Return every line below that contains the string "railing", treating uppercase and lowercase letters as distinct.

* Records for this task
::::

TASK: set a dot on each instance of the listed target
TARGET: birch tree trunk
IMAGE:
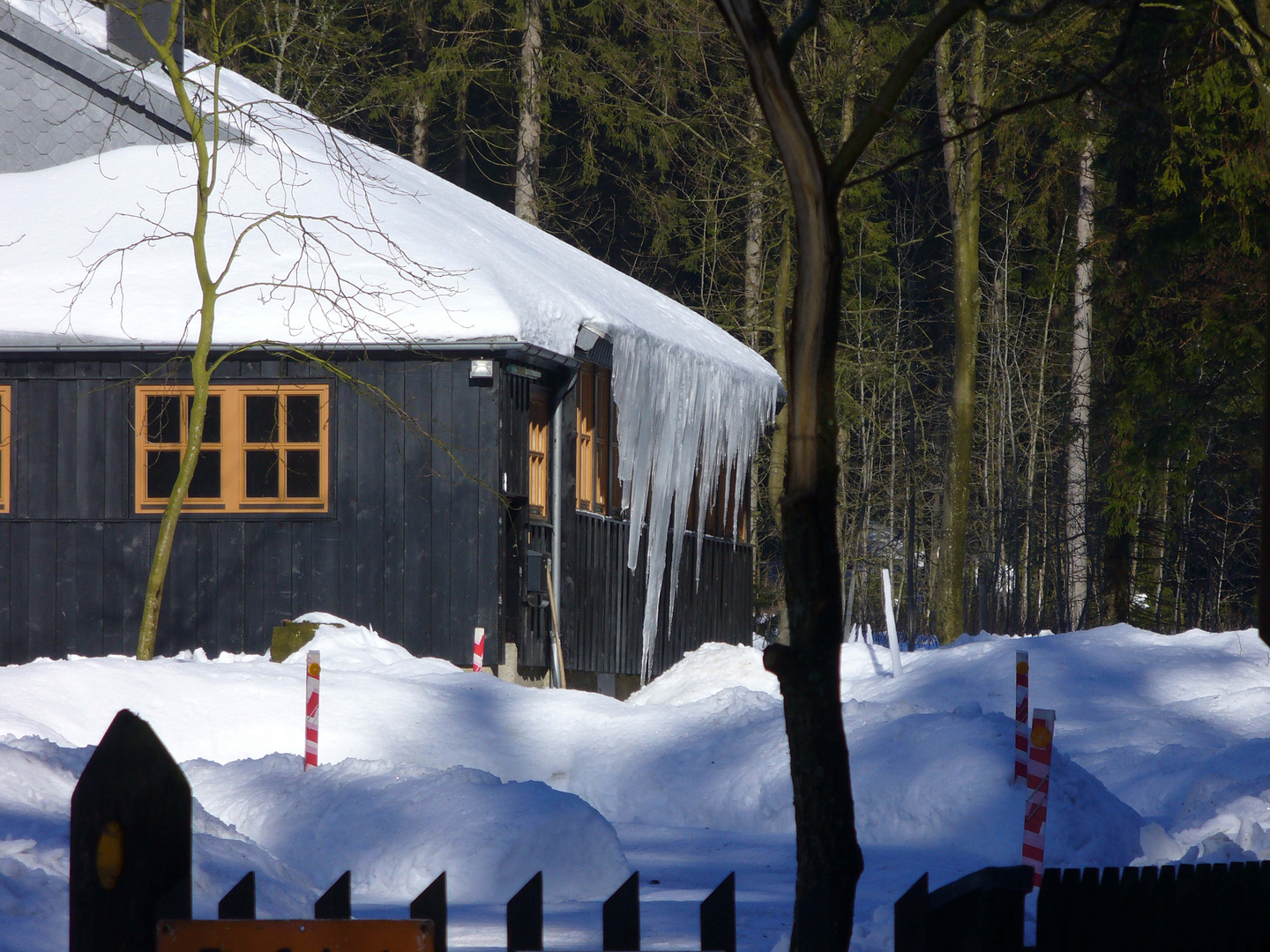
(1077, 450)
(963, 163)
(530, 140)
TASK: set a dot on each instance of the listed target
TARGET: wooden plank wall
(608, 632)
(410, 546)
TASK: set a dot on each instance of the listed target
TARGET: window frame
(596, 485)
(5, 450)
(234, 447)
(539, 462)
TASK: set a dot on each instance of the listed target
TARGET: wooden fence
(1200, 908)
(131, 885)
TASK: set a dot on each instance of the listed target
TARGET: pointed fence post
(239, 903)
(892, 637)
(911, 917)
(1021, 672)
(430, 904)
(719, 918)
(621, 917)
(525, 918)
(337, 903)
(130, 842)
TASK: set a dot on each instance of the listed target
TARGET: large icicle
(678, 409)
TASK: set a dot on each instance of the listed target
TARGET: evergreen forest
(1097, 173)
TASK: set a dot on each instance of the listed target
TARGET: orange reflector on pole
(311, 678)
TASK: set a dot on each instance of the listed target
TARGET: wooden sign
(296, 936)
(130, 842)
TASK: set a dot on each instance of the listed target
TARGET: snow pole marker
(312, 673)
(892, 637)
(1021, 672)
(1038, 791)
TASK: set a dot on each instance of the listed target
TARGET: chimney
(123, 37)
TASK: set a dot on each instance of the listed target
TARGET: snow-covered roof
(400, 256)
(331, 242)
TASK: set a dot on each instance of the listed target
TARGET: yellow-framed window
(5, 449)
(585, 460)
(597, 487)
(265, 449)
(540, 435)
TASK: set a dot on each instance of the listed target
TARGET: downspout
(557, 505)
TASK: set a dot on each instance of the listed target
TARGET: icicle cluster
(681, 414)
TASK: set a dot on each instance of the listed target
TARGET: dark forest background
(651, 155)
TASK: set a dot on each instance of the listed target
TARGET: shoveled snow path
(691, 772)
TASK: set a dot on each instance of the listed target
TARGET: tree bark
(963, 163)
(753, 234)
(830, 859)
(421, 104)
(528, 145)
(1082, 323)
(205, 150)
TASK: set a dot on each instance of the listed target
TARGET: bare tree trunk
(204, 133)
(830, 861)
(963, 161)
(421, 111)
(421, 104)
(780, 430)
(1077, 450)
(753, 233)
(530, 140)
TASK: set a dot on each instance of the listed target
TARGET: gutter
(527, 353)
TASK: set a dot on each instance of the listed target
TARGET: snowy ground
(1161, 753)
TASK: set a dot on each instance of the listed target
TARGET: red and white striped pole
(1020, 716)
(312, 674)
(1038, 791)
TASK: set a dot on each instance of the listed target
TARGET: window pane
(303, 420)
(206, 482)
(211, 421)
(161, 469)
(163, 420)
(303, 473)
(262, 473)
(262, 420)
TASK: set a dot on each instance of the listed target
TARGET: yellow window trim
(234, 447)
(5, 449)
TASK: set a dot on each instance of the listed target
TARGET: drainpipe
(557, 504)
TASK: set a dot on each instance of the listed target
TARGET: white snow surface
(1161, 755)
(324, 240)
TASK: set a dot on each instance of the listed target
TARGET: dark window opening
(303, 473)
(163, 420)
(262, 473)
(262, 419)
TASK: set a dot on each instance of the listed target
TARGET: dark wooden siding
(418, 542)
(609, 617)
(412, 544)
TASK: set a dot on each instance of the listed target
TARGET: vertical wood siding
(412, 544)
(418, 542)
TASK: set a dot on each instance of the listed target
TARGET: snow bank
(351, 646)
(705, 672)
(1160, 755)
(398, 827)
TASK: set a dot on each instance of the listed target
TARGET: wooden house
(456, 410)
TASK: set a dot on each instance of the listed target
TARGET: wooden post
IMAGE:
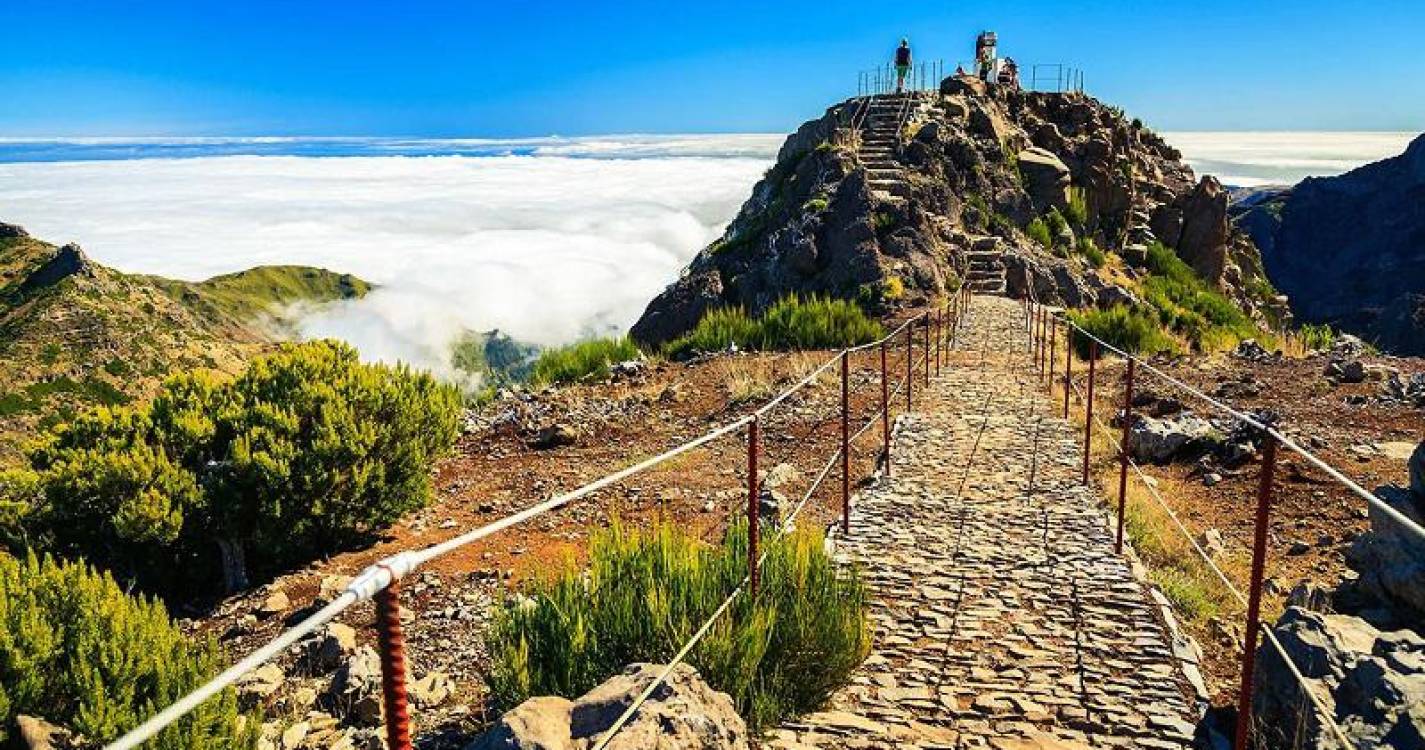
(1258, 565)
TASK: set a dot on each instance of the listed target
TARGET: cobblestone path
(1002, 616)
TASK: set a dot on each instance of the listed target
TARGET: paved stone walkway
(1002, 616)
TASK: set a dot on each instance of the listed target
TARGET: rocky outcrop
(971, 163)
(1350, 250)
(681, 713)
(1371, 683)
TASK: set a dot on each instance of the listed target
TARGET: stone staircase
(986, 267)
(879, 146)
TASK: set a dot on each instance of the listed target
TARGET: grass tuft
(778, 653)
(583, 360)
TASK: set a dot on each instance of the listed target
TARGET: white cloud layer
(1283, 158)
(546, 248)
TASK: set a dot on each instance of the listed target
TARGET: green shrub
(778, 653)
(583, 360)
(1078, 208)
(79, 652)
(1056, 223)
(304, 454)
(1189, 305)
(1125, 328)
(1315, 337)
(1038, 231)
(1090, 253)
(791, 324)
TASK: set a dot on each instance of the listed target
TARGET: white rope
(382, 573)
(1267, 632)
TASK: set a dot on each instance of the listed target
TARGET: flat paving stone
(1001, 618)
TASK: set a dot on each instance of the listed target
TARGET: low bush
(79, 652)
(1125, 328)
(777, 653)
(307, 452)
(1038, 231)
(1090, 253)
(1078, 208)
(583, 360)
(791, 324)
(1192, 307)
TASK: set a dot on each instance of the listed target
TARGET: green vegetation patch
(778, 653)
(1123, 327)
(81, 653)
(815, 322)
(1189, 305)
(304, 454)
(583, 360)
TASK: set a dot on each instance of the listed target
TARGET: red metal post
(1123, 456)
(1258, 565)
(753, 511)
(926, 322)
(845, 442)
(909, 381)
(1049, 371)
(391, 638)
(1068, 367)
(1087, 418)
(885, 409)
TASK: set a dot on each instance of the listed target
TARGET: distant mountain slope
(1350, 250)
(76, 334)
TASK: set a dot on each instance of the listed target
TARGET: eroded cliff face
(1350, 250)
(971, 164)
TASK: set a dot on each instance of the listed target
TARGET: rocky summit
(1350, 250)
(889, 200)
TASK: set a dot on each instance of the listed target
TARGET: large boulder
(1371, 683)
(1390, 558)
(1203, 240)
(683, 713)
(1160, 441)
(1046, 178)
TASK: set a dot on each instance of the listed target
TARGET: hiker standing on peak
(902, 64)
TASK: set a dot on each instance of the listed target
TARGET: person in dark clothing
(902, 64)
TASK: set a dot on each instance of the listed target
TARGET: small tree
(79, 652)
(305, 452)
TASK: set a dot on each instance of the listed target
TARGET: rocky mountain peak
(888, 200)
(67, 261)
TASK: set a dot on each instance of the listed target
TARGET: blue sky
(515, 67)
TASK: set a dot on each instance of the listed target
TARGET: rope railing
(381, 581)
(1040, 324)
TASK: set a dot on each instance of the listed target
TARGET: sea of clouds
(549, 247)
(547, 240)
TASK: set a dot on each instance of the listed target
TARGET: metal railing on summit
(1042, 324)
(381, 582)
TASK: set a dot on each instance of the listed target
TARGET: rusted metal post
(1087, 418)
(1258, 565)
(1123, 456)
(391, 638)
(885, 409)
(845, 442)
(926, 364)
(753, 521)
(909, 379)
(1049, 371)
(939, 338)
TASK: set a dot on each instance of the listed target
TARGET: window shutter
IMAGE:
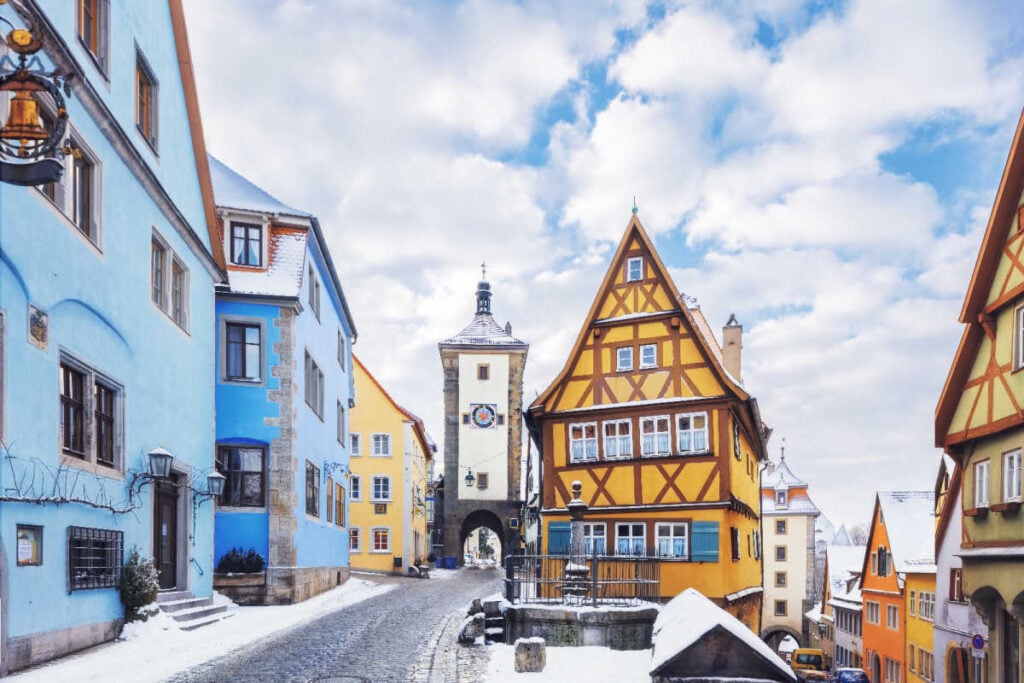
(558, 538)
(705, 542)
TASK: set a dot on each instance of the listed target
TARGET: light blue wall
(100, 312)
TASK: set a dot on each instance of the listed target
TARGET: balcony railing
(608, 580)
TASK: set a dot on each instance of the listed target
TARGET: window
(145, 100)
(382, 489)
(382, 444)
(926, 605)
(247, 244)
(243, 351)
(1012, 476)
(892, 617)
(313, 294)
(617, 438)
(981, 476)
(353, 540)
(330, 500)
(341, 423)
(595, 539)
(92, 24)
(245, 484)
(85, 396)
(382, 541)
(631, 539)
(94, 558)
(583, 441)
(956, 585)
(673, 540)
(312, 489)
(314, 386)
(872, 613)
(654, 438)
(634, 269)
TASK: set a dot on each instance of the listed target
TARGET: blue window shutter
(558, 538)
(705, 542)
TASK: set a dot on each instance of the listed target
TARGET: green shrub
(139, 585)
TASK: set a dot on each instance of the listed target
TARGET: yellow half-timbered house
(650, 416)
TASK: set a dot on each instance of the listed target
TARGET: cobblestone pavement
(407, 634)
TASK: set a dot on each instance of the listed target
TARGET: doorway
(165, 534)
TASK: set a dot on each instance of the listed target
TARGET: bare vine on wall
(34, 481)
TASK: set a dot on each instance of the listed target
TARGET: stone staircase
(192, 612)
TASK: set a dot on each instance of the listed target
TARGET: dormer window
(247, 244)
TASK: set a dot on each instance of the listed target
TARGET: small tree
(139, 585)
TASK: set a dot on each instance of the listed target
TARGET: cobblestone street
(408, 634)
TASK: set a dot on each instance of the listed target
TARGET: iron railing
(608, 580)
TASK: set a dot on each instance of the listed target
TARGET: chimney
(732, 345)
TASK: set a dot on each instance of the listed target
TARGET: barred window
(94, 558)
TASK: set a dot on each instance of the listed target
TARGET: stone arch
(773, 635)
(488, 520)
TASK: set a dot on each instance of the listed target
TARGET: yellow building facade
(649, 415)
(391, 454)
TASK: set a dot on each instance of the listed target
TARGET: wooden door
(165, 534)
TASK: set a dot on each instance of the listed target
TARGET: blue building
(107, 337)
(284, 390)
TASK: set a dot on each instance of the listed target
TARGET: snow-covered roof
(283, 275)
(689, 616)
(233, 191)
(909, 520)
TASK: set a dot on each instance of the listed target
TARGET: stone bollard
(530, 655)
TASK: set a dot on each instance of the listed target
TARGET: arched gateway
(483, 367)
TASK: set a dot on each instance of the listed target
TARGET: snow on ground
(157, 649)
(594, 665)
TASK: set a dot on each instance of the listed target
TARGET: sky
(824, 170)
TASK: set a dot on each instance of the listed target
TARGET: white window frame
(624, 358)
(648, 350)
(584, 444)
(386, 481)
(617, 445)
(1012, 476)
(656, 437)
(982, 477)
(693, 434)
(384, 439)
(634, 268)
(672, 528)
(592, 532)
(633, 551)
(373, 540)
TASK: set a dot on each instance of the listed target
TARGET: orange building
(650, 415)
(900, 550)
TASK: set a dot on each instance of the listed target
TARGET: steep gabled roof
(635, 230)
(975, 308)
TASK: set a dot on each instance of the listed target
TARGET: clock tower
(483, 367)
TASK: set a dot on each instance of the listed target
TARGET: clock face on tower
(482, 415)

::::

* Result of the exercise
TARGET: rope railing
TARGET: metal railing on summit
TARGET: balcony railing
TARGET: iron railing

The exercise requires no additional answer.